Using the records below, copy out exactly the line that contains "Category: cat's tail" and every line that follows it, up to and including the last, and no others.
-- begin Source material --
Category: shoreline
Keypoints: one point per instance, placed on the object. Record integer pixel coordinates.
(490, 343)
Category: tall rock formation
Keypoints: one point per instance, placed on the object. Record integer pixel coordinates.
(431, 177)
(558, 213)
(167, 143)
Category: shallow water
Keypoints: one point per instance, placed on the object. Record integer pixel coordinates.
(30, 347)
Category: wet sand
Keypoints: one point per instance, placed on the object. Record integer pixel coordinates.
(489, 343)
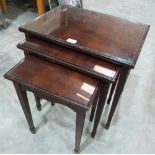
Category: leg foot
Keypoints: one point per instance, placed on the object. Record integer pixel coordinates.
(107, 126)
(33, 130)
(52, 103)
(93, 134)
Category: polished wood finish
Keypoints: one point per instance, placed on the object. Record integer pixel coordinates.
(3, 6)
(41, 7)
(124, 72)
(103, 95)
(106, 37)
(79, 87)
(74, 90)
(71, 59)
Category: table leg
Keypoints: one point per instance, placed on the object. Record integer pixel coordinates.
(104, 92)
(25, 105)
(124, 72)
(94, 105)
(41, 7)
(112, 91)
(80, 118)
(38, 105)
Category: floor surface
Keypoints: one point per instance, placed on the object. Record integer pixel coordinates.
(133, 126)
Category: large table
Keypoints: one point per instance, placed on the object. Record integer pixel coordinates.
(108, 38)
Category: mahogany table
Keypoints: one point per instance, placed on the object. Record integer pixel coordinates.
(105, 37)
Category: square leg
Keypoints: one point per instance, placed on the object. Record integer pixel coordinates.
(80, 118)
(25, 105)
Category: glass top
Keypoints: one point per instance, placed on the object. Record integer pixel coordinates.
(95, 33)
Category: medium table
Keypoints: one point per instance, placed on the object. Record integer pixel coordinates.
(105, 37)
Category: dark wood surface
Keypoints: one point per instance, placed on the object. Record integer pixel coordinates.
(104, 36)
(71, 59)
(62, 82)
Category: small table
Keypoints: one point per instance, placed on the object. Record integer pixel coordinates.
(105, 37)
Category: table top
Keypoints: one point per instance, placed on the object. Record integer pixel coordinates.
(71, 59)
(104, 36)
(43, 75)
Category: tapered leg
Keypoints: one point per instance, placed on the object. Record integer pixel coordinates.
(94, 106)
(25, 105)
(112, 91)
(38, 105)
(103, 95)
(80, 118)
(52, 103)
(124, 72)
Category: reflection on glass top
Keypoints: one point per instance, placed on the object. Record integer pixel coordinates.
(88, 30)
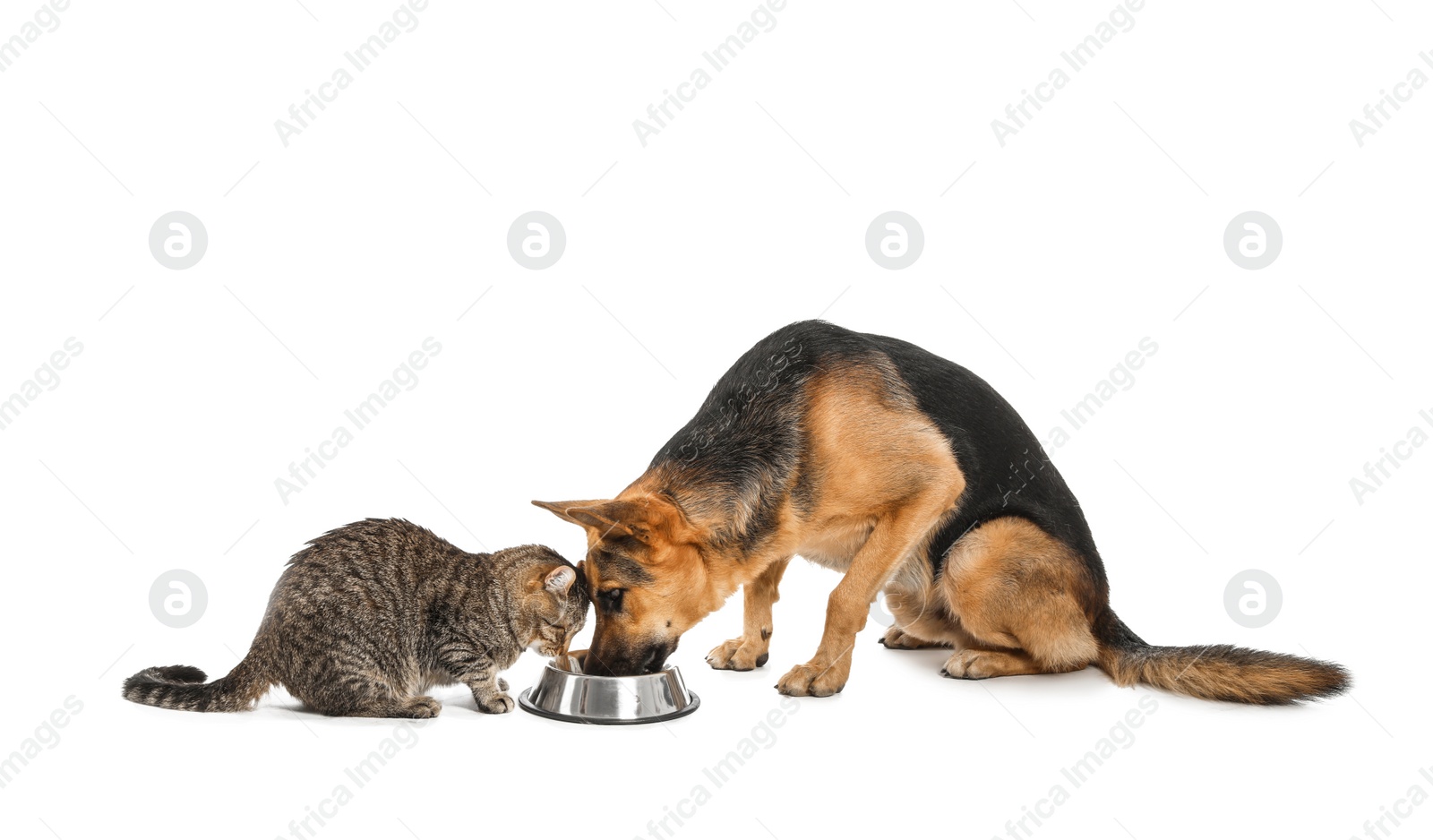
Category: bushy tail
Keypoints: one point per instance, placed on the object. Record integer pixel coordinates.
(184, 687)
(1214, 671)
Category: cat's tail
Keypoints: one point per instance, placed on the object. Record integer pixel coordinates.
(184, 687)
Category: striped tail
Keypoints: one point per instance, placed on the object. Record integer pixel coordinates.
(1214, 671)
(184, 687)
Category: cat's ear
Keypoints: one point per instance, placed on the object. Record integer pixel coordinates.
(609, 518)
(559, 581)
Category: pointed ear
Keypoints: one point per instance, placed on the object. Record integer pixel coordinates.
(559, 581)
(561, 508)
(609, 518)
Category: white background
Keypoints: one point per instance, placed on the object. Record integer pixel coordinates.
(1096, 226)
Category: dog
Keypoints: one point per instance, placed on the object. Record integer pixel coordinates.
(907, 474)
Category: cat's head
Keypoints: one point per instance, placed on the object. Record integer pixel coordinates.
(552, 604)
-- end Source material --
Result of the exercise:
Category: cat's tail
Keypoints: one point per instance, placed on the object. Record integer pixel coordinates.
(184, 687)
Category: striped tail
Keypoints: one point per instance, placed on the object. Record integer pixel coordinates.
(1214, 671)
(184, 687)
Category: cat's ear
Keypoints: one point per instance, placed on the object. Record integer pixel coordinates.
(609, 518)
(559, 581)
Category: pointed ear
Keypoints: one point per instance, placed on the object. Record integer pixel coordinates.
(559, 581)
(561, 508)
(609, 518)
Category: white background
Keypoints: one point per instance, placed on the object. Record integer pixel coordinates.
(1096, 226)
Category: dog
Keypoints: one point per instance, placed on the object. Record integer pixel coordinates.
(907, 474)
Category: cat's head
Keypoints: one point per instance, placed on the object. Record integer pixel coordinates.
(552, 604)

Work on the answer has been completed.